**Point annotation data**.
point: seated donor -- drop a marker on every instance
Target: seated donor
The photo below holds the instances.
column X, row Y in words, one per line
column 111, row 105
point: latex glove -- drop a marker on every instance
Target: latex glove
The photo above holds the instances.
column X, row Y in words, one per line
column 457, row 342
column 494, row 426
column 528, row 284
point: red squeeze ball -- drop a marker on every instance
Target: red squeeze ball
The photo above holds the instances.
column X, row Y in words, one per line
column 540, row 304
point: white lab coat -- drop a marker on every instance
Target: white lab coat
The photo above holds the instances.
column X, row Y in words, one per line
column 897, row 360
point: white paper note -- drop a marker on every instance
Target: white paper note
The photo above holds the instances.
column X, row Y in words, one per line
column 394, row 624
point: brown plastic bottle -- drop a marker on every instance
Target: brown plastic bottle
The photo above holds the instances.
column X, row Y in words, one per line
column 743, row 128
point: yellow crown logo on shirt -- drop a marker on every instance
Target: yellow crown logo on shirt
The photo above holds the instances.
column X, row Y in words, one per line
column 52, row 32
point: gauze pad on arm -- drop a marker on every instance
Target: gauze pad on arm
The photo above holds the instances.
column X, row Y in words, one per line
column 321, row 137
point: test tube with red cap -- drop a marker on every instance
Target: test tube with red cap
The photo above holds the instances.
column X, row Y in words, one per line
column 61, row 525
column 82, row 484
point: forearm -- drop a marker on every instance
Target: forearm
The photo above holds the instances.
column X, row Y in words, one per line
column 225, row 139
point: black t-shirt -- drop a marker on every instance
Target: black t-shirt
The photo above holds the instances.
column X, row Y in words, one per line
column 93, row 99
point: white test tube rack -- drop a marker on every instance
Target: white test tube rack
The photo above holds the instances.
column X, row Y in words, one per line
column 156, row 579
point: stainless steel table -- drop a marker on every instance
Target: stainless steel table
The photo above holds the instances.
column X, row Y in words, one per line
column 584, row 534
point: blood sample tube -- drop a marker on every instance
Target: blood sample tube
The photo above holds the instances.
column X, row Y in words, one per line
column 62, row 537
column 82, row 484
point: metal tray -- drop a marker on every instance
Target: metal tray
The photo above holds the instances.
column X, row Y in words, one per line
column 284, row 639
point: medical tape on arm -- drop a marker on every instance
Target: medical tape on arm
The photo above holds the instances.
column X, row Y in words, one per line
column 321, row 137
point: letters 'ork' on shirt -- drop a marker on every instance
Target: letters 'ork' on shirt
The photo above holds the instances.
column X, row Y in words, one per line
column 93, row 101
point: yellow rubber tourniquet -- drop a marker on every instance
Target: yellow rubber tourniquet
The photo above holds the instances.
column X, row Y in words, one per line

**THE REQUEST**. Render every line of the data above as a numbered list, omitting any blank lines.

**RESPONSE**.
1. point: seated donor -- drop a marker on every instance
2. Target: seated donor
3. The photo below holds the instances.
4. column X, row Y in words, one per line
5. column 111, row 105
6. point: latex glove -- drop a marker on every instance
7. Target: latex glove
8. The photo above holds the instances.
9. column X, row Y in words, one per line
10. column 457, row 342
11. column 494, row 426
12. column 528, row 284
13. point: red squeeze ball -- drop a marker on every instance
14. Target: red squeeze ball
15. The photo above holds the instances.
16. column X, row Y in words, one per line
17. column 540, row 304
18. point: white lab coat -- drop a marker on every instance
19. Target: white lab coat
20. The photo above holds the instances.
21. column X, row Y in words, one per line
22. column 897, row 360
23. point: white paper note -- drop a marker on every instance
24. Target: white paper note
25. The photo above holds the instances.
26. column X, row Y in words, one per line
27. column 394, row 624
28. point: brown plastic bottle -- drop a marker on every instance
29. Target: brown plastic bottle
30. The photo above holds the instances.
31. column X, row Y in words, one per line
32. column 743, row 128
33. point: yellow crown logo on shirt -- drop a marker on every instance
34. Target: yellow crown logo on shirt
35. The photo above holds the instances.
36. column X, row Y in words, one per line
37. column 52, row 32
38. point: gauze pad on arm -- drop a marker on every instance
39. Target: gauze pad on arm
40. The photo above holds the instances.
41. column X, row Y in words, one per line
42. column 321, row 137
43. point: test tube with red cap -- drop a marker on every instance
44. Target: test tube with red cap
45. The photo above holds the instances.
46. column X, row Y in words, one per line
47. column 61, row 525
48. column 82, row 484
49. point: forearm -- drop a marker on every instance
50. Target: forearm
51. The photo above holds the instances.
52. column X, row Y in words, one per line
53. column 225, row 139
54. point: black t-shirt -- drop a marker on every instance
55. Target: black t-shirt
56. The photo above holds the instances.
57. column X, row Y in words, one per line
58. column 93, row 99
59. point: white test tube rack -- drop a marker on every instance
60. Target: white test tube rack
61. The photo above holds the instances.
62. column X, row Y in words, one per line
63. column 156, row 579
64. point: stainless steel table -- drop a marker on every instance
65. Target: stainless steel table
66. The photo above holds the instances.
67. column X, row Y in words, one per line
68. column 584, row 534
69. point: blood sample tube -- drop a marker on every instance
70. Target: blood sample tube
71. The photo above holds the instances.
72. column X, row Y in words, one per line
73. column 62, row 537
74. column 82, row 484
75. point: metal tray -- drop a marker on every instance
76. Target: metal tray
77. The photo above holds the instances.
78. column X, row Y in words, one per line
79. column 284, row 639
80. point: medical tape on arm -- drop a marker on every instance
81. Target: medical tape on arm
82. The photo above holds the instances.
83. column X, row Y in words, one per line
84. column 321, row 137
85. point: letters 'ork' on shirt -- drop a marker on every instance
86. Target: letters 'ork' on shirt
87. The photo above holds the instances.
88. column X, row Y in words, one per line
89. column 93, row 101
90. point: yellow rubber tourniquet -- drop a marker on every instance
91. Target: yellow rubber tourniquet
92. The photo above holds the instances.
93. column X, row Y in words, one per line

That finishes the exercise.